__What you have to do__.
All of the records listed below should be retyped exactly.

start Records provided

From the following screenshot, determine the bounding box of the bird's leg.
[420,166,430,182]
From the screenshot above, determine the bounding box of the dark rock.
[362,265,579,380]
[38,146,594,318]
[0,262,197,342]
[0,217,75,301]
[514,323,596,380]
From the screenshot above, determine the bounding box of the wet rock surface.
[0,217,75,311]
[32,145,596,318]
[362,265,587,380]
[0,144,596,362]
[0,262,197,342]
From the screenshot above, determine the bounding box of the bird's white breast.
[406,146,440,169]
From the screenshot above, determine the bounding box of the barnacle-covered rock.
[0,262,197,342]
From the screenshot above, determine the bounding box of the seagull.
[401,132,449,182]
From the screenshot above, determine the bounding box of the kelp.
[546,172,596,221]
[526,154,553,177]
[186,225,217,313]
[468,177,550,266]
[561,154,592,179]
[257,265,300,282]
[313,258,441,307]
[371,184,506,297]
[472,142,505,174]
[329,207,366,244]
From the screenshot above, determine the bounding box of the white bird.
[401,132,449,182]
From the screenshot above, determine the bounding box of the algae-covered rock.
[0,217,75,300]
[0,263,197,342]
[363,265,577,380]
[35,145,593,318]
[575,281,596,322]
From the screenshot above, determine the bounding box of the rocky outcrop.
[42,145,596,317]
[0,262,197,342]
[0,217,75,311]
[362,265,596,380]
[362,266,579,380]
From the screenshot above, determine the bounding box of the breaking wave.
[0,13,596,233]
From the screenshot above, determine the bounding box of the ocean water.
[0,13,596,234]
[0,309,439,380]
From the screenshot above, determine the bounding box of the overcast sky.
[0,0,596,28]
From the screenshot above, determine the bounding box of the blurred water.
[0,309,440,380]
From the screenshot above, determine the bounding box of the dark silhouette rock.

end Records provided

__Written response__.
From the following screenshot, determine the bounding box of the bird's leg.
[420,166,430,182]
From the screenshot above, determine the bounding box of the dark rock.
[362,265,579,380]
[38,146,594,318]
[0,262,197,342]
[0,217,75,301]
[514,323,596,380]
From the screenshot above, determine the bounding box of the wet rock surface.
[0,217,75,311]
[32,145,596,318]
[362,265,587,380]
[0,144,596,362]
[0,262,197,342]
From the screenshot above, determine the bounding box of the bird's white breast.
[406,146,440,169]
From the screenshot above, determine the bounding box of the barnacle-covered rock.
[0,262,197,342]
From the screenshot above, determine the bounding box of the seagull.
[401,132,449,182]
From the screenshot above, determine the bounding box of the kelp.
[546,172,596,221]
[526,154,553,177]
[186,225,217,313]
[468,177,550,266]
[561,154,592,179]
[257,265,300,282]
[313,258,441,307]
[371,184,506,297]
[472,142,505,174]
[329,207,366,244]
From the screenshot above, determine the bounding box of the white bird.
[401,132,449,182]
From the screenshot above, determine the bounding box of the algae-covered rock.
[0,217,75,300]
[0,263,197,342]
[363,265,577,380]
[35,145,593,318]
[575,281,596,322]
From the screenshot above, determine the bounding box of the rocky outcrop.
[42,145,596,317]
[0,262,197,342]
[0,217,75,311]
[362,265,596,380]
[362,266,579,380]
From the screenshot above, determine the bounding box of the breaking wave.
[0,13,596,233]
From the screenshot above, determine the bounding box of the ocean water.
[0,13,596,234]
[0,309,439,380]
From the screenshot above, determine the bounding box of the overcast sky.
[0,0,596,28]
From the screenshot above, determine the bounding box of the blurred water.
[0,309,440,380]
From the screenshot above, determine the bounding box of the dark silhouette rock.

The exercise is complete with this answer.